ソウルフル・ワールド(2020年製作の映画)
2.0
[無数の無邪気な笑顔に包まれる恐怖] 40点

別に避けてきたわけではないのだが、ピクサー映画は観なくなって久しい。去年暇すぎたので機内で観て15分で離脱した『リメンバー・ミー』を除けば、小学生の時に映画館で観た『Mr.インクレディブル』以来だろう。それ以降、どれだけ良い作品だと言われても、『カールじいさんの空飛ぶ家』も『ウォーリー』も『トイ・ストーリー3』も観ていなかった。その間に、ジョン・ラセターが消え、アンドリュー・スタントンがドラマに、ブラッド・バードが実写に転向し、気付けばピート・ドクター(個人的には『モンスターズ・インク』以来18年ぶり)しか残っていないじゃないか、と16年の歴史を感じるなどした。

本作品を雑にまとめると、夢とか人生の意味とかあってもなくても人生は美しい、という感じか。ああ、こんな私までその範囲内に入れていただいて光栄ですね。という思いは抱くが、同時に諸手を挙げて褒め称えたくなるような作品でないのも事実である。間違いなく"友愛教育"にはピッタリだし、ニューヨークの市政の人々が生き生きと描かれていたが、生まれる前の魂でこっちを説得するせいで、範囲を広げすぎて逆に漠然としすぎてしまったように思える。しかも、夢があって人生の意味も見出しているような人に、わざわざこっちを振り返ってもらって"キミのことも大切に思ってたよ"と言われても、私は捻くれているので"あ、大丈夫です"と条件反射で言ってしまう。

● データセット:
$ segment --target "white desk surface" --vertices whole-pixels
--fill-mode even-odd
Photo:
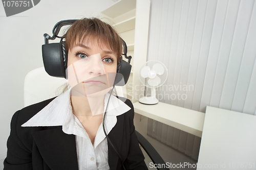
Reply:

● 作業内容:
- A) 映画『ソウルフル・ワールド』のレビューに基づき、次の問いに答えてください。
(i) 筆者が機内で観始め、15分で離脱した作品は何ですか。
(ii) 筆者がピート・ドクターの作品を18年前に観たとされるのは、どの作品ですか。
(iii) 筆者は本作品が何にピッタリだと述べていますか。
- B) 映画『ソウルフル・ワールド』のレビューを、最後の文に続けて書き進めてください。

● 解答:
- A)
(i) 『リメンバー・ミー』
(ii) 『モンスターズ・インク』
(iii) "友愛教育"

- B)
こういう全方向への規格化された生温かさを見ると、『四畳半神話体系』の"ほんわか"を思い出してしまう。笑顔に囲まれる恐怖というか、なんというか。

ジャズの演奏はとても良かったんだが、ジャズってテーマじゃなかったんだと肩透かしを食らった気分。

追記
この映画が潜在的なプロライフ思想を持っているというレビューを読んでようやくモヤモヤが晴れた。あと、徹底的に一人にさせてくれない感じね。